:: Passage given ::

----------

# First time cat caretaker



## perry (Aug 6, 2011)

Hello all, I adopted my first kitty from the Humane Society on Augst 5! She looks a lot like this one: :catmilk

I haven't had a pet since I was a kid, and both of them had died by the time I was in 2nd grade. So this will all be very new to me. I'm a nervous sorta person which will make it all the more interesting for me.

She's about 4 years old and had been in the shelter since January 16. They said she didn't like the kennels too much, so she was in a foster home for a bit then came back and was their "office kitty" for several months. She was already front declawed, fixed, and chipped. They also included a bunch of goodies to help me get started (plastic pet carrier, bed, toys). I also get a free wellness check at a vet and 30 days of pet insurance. 

When I got her home, she went straight under the bed but has pretty quickly warmed up to me. She's even let me hold her and brush her for a minute or so before getting annoyed and running off. They said that is one of her traits -- she's a diva. She knows what she wants and will make herself available when she's ready 

I'll get some pics uploaded and post them shortly. Look forward to learning!

----------

(Bounding-box records)
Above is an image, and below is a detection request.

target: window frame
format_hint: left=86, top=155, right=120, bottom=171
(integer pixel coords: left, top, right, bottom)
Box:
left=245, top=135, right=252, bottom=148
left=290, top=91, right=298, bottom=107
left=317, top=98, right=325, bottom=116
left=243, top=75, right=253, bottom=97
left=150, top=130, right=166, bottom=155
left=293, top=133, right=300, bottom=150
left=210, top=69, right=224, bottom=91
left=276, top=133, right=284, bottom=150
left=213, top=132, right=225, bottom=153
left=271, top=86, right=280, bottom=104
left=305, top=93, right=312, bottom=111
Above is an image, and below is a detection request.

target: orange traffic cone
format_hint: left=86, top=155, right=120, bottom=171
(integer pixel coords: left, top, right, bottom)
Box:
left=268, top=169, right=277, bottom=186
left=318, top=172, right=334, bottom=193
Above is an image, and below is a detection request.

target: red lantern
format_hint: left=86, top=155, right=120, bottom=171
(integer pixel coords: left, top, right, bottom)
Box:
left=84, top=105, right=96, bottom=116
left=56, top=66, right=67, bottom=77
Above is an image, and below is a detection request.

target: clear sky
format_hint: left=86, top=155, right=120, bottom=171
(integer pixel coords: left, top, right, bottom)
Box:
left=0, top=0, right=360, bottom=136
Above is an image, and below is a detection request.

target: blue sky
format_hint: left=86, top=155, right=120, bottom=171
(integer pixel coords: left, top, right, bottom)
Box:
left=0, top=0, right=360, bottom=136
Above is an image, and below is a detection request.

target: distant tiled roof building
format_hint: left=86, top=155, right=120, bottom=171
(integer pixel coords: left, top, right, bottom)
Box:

----------

:: Prompt ::
Reproduce the entire forum post above about adopting a first cat, word for word.

:: Exercise output ::
# First time cat caretaker



## perry (Aug 6, 2011)

Hello all, I adopted my first kitty from the Humane Society on Augst 5! She looks a lot like this one: :catmilk

I haven't had a pet since I was a kid, and both of them had died by the time I was in 2nd grade. So this will all be very new to me. I'm a nervous sorta person which will make it all the more interesting for me.

She's about 4 years old and had been in the shelter since January 16. They said she didn't like the kennels too much, so she was in a foster home for a bit then came back and was their "office kitty" for several months. She was already front declawed, fixed, and chipped. They also included a bunch of goodies to help me get started (plastic pet carrier, bed, toys). I also get a free wellness check at a vet and 30 days of pet insurance. 

When I got her home, she went straight under the bed but has pretty quickly warmed up to me. She's even let me hold her and brush her for a minute or so before getting annoyed and running off. They said that is one of her traits -- she's a diva. She knows what she wants and will make herself available when she's ready 

I'll get some pics uploaded and post them shortly. Look forward to learning!